*** Begin section ***
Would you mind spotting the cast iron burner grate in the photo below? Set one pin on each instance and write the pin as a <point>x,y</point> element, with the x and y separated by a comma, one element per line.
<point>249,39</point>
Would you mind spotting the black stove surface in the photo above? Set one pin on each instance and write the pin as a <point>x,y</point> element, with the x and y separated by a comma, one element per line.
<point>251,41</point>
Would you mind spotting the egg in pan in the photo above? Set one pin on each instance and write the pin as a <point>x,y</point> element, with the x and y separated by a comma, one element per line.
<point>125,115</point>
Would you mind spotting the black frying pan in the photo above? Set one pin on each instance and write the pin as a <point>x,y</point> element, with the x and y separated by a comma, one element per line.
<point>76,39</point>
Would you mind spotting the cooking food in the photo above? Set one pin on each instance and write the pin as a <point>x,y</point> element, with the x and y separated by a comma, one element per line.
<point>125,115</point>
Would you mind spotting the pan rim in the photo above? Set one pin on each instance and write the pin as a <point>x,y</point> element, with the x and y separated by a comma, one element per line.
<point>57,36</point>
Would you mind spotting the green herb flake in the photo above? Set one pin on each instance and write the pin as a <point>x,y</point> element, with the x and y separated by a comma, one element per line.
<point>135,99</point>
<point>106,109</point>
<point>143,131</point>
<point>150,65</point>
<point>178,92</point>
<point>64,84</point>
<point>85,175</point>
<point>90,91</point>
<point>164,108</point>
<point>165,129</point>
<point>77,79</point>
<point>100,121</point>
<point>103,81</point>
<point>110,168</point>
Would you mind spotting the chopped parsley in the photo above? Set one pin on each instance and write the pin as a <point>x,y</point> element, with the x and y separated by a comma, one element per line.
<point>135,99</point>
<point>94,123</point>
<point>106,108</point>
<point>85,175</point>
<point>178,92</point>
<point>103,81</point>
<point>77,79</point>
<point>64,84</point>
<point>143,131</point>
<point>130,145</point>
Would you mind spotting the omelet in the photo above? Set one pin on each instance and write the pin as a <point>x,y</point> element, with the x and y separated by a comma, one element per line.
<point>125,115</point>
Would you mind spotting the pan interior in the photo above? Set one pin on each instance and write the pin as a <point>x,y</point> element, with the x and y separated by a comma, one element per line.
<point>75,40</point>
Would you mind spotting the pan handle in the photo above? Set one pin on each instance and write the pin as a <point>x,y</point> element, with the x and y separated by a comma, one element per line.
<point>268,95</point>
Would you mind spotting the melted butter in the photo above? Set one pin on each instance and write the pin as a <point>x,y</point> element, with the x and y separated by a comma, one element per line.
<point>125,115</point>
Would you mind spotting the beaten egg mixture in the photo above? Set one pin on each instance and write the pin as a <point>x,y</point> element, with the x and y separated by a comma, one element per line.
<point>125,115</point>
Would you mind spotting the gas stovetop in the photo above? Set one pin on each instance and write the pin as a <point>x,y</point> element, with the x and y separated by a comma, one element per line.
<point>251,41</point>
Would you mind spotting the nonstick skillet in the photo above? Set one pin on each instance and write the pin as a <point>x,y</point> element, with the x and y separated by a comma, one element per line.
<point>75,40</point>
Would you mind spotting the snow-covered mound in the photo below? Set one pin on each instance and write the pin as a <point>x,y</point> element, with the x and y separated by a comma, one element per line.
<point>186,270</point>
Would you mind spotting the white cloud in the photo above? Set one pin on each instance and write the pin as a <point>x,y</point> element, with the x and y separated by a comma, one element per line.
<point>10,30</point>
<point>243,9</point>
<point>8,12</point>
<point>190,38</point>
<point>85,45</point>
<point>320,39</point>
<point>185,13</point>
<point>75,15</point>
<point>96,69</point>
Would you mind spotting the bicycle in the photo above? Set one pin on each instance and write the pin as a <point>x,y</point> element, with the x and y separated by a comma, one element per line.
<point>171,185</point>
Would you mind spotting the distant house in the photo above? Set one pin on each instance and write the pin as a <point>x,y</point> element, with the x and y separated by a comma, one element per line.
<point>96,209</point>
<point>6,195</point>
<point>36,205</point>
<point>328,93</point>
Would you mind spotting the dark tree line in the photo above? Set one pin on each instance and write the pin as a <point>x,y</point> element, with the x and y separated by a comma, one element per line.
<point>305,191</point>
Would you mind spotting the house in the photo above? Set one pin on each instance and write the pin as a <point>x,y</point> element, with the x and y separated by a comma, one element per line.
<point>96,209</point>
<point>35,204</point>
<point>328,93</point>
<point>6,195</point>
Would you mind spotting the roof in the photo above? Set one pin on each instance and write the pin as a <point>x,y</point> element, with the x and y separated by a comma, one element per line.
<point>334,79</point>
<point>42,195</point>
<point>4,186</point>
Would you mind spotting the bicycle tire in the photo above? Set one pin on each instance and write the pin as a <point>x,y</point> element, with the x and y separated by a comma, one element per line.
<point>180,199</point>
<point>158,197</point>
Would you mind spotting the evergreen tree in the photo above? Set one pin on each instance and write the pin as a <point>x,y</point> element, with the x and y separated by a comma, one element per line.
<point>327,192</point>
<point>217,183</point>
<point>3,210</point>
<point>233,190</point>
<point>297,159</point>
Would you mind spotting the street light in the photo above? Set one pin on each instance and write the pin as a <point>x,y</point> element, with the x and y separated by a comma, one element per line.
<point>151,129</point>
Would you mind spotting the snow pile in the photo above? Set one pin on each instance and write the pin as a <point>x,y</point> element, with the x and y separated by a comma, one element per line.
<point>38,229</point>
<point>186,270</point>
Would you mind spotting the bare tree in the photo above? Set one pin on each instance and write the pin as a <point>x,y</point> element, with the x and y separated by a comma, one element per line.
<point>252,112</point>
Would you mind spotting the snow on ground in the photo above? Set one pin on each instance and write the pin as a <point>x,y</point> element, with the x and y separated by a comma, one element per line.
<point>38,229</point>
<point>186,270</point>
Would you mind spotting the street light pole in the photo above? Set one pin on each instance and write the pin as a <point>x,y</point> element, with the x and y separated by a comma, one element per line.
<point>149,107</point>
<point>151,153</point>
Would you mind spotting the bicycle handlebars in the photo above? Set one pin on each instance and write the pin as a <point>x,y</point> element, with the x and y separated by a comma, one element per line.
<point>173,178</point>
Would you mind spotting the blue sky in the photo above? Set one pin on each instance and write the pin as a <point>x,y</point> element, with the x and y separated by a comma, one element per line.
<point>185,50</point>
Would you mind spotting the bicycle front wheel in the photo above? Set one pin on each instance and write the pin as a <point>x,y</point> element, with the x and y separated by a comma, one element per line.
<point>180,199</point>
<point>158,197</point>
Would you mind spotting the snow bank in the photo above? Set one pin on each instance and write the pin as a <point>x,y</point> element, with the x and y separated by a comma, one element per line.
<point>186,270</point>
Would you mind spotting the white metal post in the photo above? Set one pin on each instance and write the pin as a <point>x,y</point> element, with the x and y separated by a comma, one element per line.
*** End section ***
§ **Work to be completed**: The full listing above needs to be output exactly.

§ **The completed task**:
Would you mind spotting the cast iron burner grate in the photo below? Set one pin on each instance and write the pin as a <point>x,y</point> element, with the x and y separated by a comma, one element per line.
<point>249,39</point>
Would you mind spotting the black stove surface in the photo above? Set one pin on each instance and write the pin as a <point>x,y</point> element, with the x and y separated by a comma, one element per line.
<point>251,41</point>
Would you mind spotting the egg in pan in the photo above? Set one pin on each instance and write the pin as a <point>x,y</point> element, with the x and y separated by a comma, one element per line.
<point>125,115</point>
Would you mind spotting the black frying pan in the photo above? Set one pin on each instance and write the pin as a <point>x,y</point> element, with the x and y separated by a comma, one element per line.
<point>76,39</point>
Would you mind spotting the cooking food in the photo above? Set one pin on each instance and write the pin as a <point>x,y</point> element, with the x and y separated by a comma, one element per line.
<point>125,115</point>
Would you mind spotting the pan rim in the photo above? Set one pin on each instance and write the pin as a <point>x,y</point> element, with the x and y separated by a comma, one element per line.
<point>57,36</point>
Would you mind spotting the green herb flake in the photo above? Set one pin on each instance and write the pin as a <point>x,y</point> element, with the x and y separated by a comma, one element per line.
<point>135,99</point>
<point>106,109</point>
<point>143,131</point>
<point>150,65</point>
<point>178,92</point>
<point>64,84</point>
<point>85,175</point>
<point>90,91</point>
<point>164,108</point>
<point>165,129</point>
<point>77,79</point>
<point>100,121</point>
<point>103,81</point>
<point>110,168</point>
Would you mind spotting the chopped parsley in the photo above? Set one pin on each instance and write the pin as a <point>x,y</point> element, with the x and y separated by a comma, one element per line.
<point>135,99</point>
<point>94,123</point>
<point>106,108</point>
<point>85,175</point>
<point>178,92</point>
<point>103,81</point>
<point>77,79</point>
<point>64,84</point>
<point>143,131</point>
<point>130,145</point>
Would you mind spotting the omelet in the photo above? Set one pin on each instance and write the pin as a <point>x,y</point> element, with the x and y separated by a comma, one element per line.
<point>125,115</point>
Would you mind spotting the pan interior in the photo above? Set one pin on each instance and write the pin as a <point>x,y</point> element, with the x and y separated by a comma, one element per line.
<point>75,40</point>
Would you mind spotting the pan handle in the photo above? Set one pin on each instance and write the pin as a <point>x,y</point> element, with the x and y separated by a comma, one element per line.
<point>268,95</point>
Would you mind spotting the melted butter in the photo above? Set one pin on each instance and write the pin as a <point>x,y</point> element, with the x and y separated by a comma, one element per line.
<point>125,115</point>
Would you mind spotting the beaten egg mixture in the photo above? Set one pin on each instance and write the pin as a <point>x,y</point> element, with the x and y separated by a comma, one element per line.
<point>125,115</point>
Would you mind spotting the gas stovetop in the photo above? Set one pin on each instance and write the pin as a <point>x,y</point> element, with the x and y separated by a comma, one element per line.
<point>251,41</point>
Would you mind spotting the nonstick skillet in the photo above? Set one pin on each instance and write the pin as a <point>x,y</point> element, with the x and y separated by a comma, one element per line.
<point>75,40</point>
Would you mind spotting the snow-covered mound in the photo below? Set one pin on each instance and write the pin as a <point>x,y</point> element, with the x and y separated by a comma, one element per line.
<point>186,270</point>
Would you mind spotting the white cloud in the photo above? Set one pin on each instance and write the pin as a <point>x,y</point> element, with the x and y separated by a comma, one element per line.
<point>10,30</point>
<point>243,9</point>
<point>8,12</point>
<point>190,38</point>
<point>85,45</point>
<point>320,39</point>
<point>185,13</point>
<point>75,15</point>
<point>96,69</point>
Would you mind spotting the bicycle in the photo above? Set one pin on each instance and write the pin as a <point>x,y</point> element, with the x and y separated by a comma, one element per line.
<point>171,185</point>
Would you mind spotting the distant house in the photo above? Set one pin on each instance and write the pin as a <point>x,y</point> element, with the x and y separated by a comma, one element per line.
<point>96,209</point>
<point>6,195</point>
<point>36,205</point>
<point>328,93</point>
Would you mind spotting the dark tree line in the photo above? Set one pin on each instance and write the pin as a <point>x,y</point> element, with the x and y separated by a comma, one element per line.
<point>305,191</point>
Would you mind spotting the house in the photo above? Set one pin on each instance and write the pin as a <point>x,y</point> element, with the x and y separated by a comma, one element per line.
<point>96,209</point>
<point>35,204</point>
<point>328,93</point>
<point>6,195</point>
Would you mind spotting the roof in the photo above? Set one pin on each instance and write the pin as a <point>x,y</point> element, with the x and y separated by a comma, one element per line.
<point>334,79</point>
<point>42,195</point>
<point>4,186</point>
Would you mind spotting the bicycle tire in the photo above? Set one pin on each instance and write the pin as a <point>x,y</point> element, with the x and y separated by a comma, one element per line.
<point>180,199</point>
<point>158,197</point>
Would you mind spotting the evergreen tree in the photo above? Set one pin on each instance and write the pin as a <point>x,y</point> element, with the x and y separated by a comma, one element per line.
<point>327,192</point>
<point>217,183</point>
<point>3,210</point>
<point>233,190</point>
<point>297,159</point>
Would you mind spotting the street light in the photo above? Set one pin on each instance and write the pin as a <point>x,y</point> element, with the x and y separated by a comma, one element per line.
<point>151,129</point>
Would you mind spotting the snow pile in the photo above? Set one pin on each instance and write the pin as a <point>x,y</point> element, with the x and y separated by a comma, one element per line.
<point>38,229</point>
<point>186,270</point>
Would you mind spotting the bare tree in the photo above? Set one pin on each instance and write the pin as a <point>x,y</point> element, with the x and y separated by a comma, one element per line.
<point>252,112</point>
Would you mind spotting the snow on ground in the photo above? Set one pin on each instance and write the pin as a <point>x,y</point> element, with the x and y separated by a comma, one element per line.
<point>38,229</point>
<point>186,270</point>
Would you mind spotting the street light pole in the photo above? Set one pin on each instance and write the pin as a <point>x,y</point> element, with the x and y separated by a comma, one element per line.
<point>149,107</point>
<point>151,153</point>
Would you mind spotting the bicycle handlebars in the photo above? Set one pin on each instance and write the pin as a <point>x,y</point> element, with the x and y separated by a comma, one element per line.
<point>173,178</point>
Would you mind spotting the blue sky in the photo above? Set one pin on each instance and write the pin as a <point>x,y</point> element, with the x and y separated by a comma, one element per line.
<point>185,50</point>
Would you mind spotting the bicycle front wheel in the photo above? Set one pin on each instance and write the pin as a <point>x,y</point> element, with the x and y separated by a comma, one element per line.
<point>180,199</point>
<point>158,197</point>
Would you mind spotting the snow bank in the photo above? Set one pin on each instance and write the pin as a <point>x,y</point> element, with the x and y separated by a comma, one element per line.
<point>186,270</point>
Would you mind spotting the white metal post in the photo above? Set one pin on each instance and write the pin as a <point>x,y</point> element, with the x and y separated by a comma, one element per line.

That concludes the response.